## [Written instruction]
Copy the data below, starting at its first line and ending at the line that contains "[[563, 219]]". Increase every x and y coordinate in the bracketed lists by 130 and leave all other text unchanged.

Point-based annotation data:
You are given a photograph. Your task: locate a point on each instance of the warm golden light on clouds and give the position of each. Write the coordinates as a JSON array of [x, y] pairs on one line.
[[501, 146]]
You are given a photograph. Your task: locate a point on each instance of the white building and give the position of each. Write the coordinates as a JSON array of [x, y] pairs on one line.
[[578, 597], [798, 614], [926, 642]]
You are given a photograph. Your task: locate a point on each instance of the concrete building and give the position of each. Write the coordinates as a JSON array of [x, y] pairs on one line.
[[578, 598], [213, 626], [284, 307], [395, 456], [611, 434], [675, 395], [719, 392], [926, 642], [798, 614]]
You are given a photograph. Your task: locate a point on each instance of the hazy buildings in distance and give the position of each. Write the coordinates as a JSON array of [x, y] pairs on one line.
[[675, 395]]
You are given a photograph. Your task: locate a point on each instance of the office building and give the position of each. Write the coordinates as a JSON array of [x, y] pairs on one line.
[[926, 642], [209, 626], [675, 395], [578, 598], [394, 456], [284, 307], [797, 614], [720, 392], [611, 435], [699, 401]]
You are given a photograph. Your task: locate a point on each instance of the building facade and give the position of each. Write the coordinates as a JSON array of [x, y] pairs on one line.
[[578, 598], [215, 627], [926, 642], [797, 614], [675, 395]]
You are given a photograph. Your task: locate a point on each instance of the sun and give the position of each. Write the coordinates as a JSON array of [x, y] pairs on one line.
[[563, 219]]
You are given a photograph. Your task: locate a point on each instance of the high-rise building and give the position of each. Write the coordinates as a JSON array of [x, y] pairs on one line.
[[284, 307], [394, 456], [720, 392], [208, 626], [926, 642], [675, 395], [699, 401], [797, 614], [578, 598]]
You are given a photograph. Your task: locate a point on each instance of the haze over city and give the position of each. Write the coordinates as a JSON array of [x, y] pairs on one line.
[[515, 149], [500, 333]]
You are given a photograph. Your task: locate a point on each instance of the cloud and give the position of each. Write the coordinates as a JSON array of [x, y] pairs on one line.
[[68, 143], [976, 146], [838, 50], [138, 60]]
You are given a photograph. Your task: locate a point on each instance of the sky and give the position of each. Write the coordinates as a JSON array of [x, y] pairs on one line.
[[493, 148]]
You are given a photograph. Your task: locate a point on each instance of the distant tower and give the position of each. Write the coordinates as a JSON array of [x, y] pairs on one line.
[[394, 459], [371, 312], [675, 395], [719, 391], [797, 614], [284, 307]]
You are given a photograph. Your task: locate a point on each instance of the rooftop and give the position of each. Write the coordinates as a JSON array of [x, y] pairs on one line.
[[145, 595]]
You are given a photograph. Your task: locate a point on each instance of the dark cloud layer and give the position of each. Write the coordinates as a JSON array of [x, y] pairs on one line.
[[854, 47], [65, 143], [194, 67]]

## [Written reply]
You are given a photograph. Your task: locate a point on each instance of the warm golden light on clouds and give the position of each. Write the coordinates as a JSON array of [x, y] pairs on one line.
[[631, 276]]
You are given a photograph. Your task: locate a point on each instance of the white building and give the position of each. Write the coordinates as a JSON array of [x, y] pairs on one line.
[[708, 727], [928, 744], [1056, 772]]
You are given a photograph. Your task: locate a point on each instance of the concrete building and give the position of each. Write the coordinates as a JSON array of [x, y] pairs on one line.
[[708, 728], [343, 756], [414, 437], [525, 586], [741, 564], [805, 525], [849, 522], [1056, 772], [928, 744]]
You are given a photograph. Your task: locate a point on each instance of the hazy buildings in distance and give the position of each. Write the coordinates as a JSON array of [x, y] pairs on one line.
[[805, 525]]
You are given a photograph. Your task: locate a point on each instance of the office building and give the position of each. Write the coordinates as a JSON array of [x, y] pairs on one line.
[[1056, 772], [339, 756], [805, 525], [708, 728], [524, 586], [414, 437], [927, 744], [850, 522], [741, 565], [829, 531]]
You are given a photograph. Your task: locate a point on each instance of the building facade and give the position of each. Write the coordinates as a JSON array of [x, y] pairs on one line.
[[708, 728], [345, 757], [1056, 772], [927, 744], [805, 525]]
You are given a photograph. Your task: locate a point on each instance of the sun and give the position of each. Write the coordinates as a JSON array of [x, y] pairs on one line.
[[693, 349]]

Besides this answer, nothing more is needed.